======== Supplied records ========

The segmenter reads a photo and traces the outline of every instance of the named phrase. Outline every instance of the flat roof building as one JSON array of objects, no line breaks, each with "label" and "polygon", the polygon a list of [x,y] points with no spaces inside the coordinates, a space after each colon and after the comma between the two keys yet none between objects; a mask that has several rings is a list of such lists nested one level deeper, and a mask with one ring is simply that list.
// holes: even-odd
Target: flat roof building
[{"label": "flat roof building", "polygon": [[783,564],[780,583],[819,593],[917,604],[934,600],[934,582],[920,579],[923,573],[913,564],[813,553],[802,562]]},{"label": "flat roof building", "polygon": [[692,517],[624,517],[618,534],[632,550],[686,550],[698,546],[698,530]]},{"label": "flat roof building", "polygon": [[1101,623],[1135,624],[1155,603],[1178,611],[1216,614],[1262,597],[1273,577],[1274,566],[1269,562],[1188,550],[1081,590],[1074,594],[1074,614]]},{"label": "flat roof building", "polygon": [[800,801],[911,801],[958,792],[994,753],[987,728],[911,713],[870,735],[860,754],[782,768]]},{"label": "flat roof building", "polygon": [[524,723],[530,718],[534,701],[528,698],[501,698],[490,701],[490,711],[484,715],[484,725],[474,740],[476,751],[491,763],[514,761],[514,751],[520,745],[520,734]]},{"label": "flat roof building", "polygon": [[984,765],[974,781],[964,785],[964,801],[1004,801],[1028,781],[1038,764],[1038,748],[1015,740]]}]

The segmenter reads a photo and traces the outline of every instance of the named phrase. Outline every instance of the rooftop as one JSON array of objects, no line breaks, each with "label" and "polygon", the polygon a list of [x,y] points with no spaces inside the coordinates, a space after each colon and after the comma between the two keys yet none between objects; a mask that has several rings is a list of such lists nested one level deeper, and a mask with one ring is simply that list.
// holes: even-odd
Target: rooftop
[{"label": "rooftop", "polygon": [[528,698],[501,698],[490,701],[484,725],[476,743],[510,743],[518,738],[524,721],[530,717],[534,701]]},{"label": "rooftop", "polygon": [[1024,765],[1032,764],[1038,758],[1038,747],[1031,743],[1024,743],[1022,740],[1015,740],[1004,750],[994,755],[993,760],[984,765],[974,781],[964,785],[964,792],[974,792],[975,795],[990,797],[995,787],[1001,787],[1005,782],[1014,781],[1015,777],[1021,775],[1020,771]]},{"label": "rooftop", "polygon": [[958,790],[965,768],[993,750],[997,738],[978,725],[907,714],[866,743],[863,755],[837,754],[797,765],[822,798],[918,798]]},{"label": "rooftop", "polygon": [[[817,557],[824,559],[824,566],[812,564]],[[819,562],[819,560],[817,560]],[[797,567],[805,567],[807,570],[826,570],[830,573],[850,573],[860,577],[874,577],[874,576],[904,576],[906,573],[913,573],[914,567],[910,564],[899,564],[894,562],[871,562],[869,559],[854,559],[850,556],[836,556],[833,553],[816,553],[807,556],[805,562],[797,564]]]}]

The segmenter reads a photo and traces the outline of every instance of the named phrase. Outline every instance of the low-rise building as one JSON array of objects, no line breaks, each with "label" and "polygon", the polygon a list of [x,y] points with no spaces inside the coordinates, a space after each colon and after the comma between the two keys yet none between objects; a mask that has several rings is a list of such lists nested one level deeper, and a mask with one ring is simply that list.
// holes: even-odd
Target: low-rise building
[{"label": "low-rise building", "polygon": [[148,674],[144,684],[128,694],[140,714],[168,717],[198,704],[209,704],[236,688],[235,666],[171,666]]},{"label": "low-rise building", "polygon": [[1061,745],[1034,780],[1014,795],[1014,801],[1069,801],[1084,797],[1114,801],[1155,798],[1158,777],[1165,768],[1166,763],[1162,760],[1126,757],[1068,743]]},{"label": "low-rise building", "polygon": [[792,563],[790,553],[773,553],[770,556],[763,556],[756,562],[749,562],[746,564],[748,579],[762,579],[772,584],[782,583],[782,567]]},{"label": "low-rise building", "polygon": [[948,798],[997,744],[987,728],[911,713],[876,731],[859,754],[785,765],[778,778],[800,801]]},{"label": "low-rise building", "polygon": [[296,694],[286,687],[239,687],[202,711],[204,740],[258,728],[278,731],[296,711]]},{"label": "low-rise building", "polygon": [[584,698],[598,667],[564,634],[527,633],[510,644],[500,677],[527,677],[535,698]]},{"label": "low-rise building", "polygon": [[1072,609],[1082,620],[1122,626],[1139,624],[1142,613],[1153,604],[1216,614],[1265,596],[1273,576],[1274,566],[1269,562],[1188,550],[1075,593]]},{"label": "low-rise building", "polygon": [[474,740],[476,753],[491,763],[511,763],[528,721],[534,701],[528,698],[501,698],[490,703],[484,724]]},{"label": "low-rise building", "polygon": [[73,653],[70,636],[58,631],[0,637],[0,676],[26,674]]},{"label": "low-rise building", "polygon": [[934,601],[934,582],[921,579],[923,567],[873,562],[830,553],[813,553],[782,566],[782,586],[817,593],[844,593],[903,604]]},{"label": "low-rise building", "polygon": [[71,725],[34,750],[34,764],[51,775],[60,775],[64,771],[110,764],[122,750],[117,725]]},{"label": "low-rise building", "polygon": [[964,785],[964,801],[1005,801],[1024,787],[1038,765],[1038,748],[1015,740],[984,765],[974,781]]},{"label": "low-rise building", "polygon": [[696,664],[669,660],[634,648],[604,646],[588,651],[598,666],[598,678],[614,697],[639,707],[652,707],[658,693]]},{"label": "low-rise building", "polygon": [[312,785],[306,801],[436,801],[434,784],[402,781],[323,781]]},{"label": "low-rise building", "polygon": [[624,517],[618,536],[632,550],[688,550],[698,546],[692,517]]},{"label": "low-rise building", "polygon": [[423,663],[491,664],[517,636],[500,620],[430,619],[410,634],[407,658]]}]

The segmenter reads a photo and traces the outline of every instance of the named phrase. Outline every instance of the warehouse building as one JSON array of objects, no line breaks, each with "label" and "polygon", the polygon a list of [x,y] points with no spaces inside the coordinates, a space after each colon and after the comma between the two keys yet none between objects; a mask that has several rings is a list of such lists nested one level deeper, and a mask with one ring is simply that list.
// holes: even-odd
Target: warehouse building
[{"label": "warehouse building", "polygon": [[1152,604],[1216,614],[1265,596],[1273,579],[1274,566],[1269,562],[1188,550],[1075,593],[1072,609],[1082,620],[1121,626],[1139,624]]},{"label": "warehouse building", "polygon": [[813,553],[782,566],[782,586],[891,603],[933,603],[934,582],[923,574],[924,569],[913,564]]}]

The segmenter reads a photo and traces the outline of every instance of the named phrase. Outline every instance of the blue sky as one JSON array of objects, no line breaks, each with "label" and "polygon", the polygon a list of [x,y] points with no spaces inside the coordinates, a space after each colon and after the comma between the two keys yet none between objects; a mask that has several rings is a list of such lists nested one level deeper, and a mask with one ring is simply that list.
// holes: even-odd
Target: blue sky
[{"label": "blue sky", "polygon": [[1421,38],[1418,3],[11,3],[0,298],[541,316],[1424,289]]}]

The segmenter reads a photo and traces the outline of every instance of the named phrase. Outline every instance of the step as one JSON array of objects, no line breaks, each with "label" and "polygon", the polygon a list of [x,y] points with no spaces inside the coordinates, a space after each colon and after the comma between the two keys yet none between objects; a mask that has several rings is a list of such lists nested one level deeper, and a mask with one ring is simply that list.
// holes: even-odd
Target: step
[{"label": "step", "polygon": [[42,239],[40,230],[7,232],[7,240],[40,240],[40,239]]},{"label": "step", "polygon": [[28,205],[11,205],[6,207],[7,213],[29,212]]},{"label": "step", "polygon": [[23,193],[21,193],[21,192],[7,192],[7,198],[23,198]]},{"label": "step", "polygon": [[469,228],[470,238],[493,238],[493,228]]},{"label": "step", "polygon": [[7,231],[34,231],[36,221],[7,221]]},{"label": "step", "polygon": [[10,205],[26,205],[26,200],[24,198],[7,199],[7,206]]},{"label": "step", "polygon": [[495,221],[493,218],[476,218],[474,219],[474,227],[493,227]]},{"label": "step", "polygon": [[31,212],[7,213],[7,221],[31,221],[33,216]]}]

========

__What this task involves__.
Repeat the lines from the start of the stored items through the line containing "Target: flat roof building", substituting "labeler" for "segmenter" and leaving everything else unchanged.

__Expected output__.
The labeler reads a photo and traces the outline of every instance of the named phrase. Outline every instance of the flat roof building as one JSON array of objects, no line breaks, each with "label" and "polygon", the polygon a list of [x,y] points with no spaces inside the coordinates, a space after each colon and after the comma between the two keys yet none between objects; a mask that has several rings is a list of such lists nested one level deeper, and a mask with one ring is simply that list.
// holes: even-odd
Target: flat roof building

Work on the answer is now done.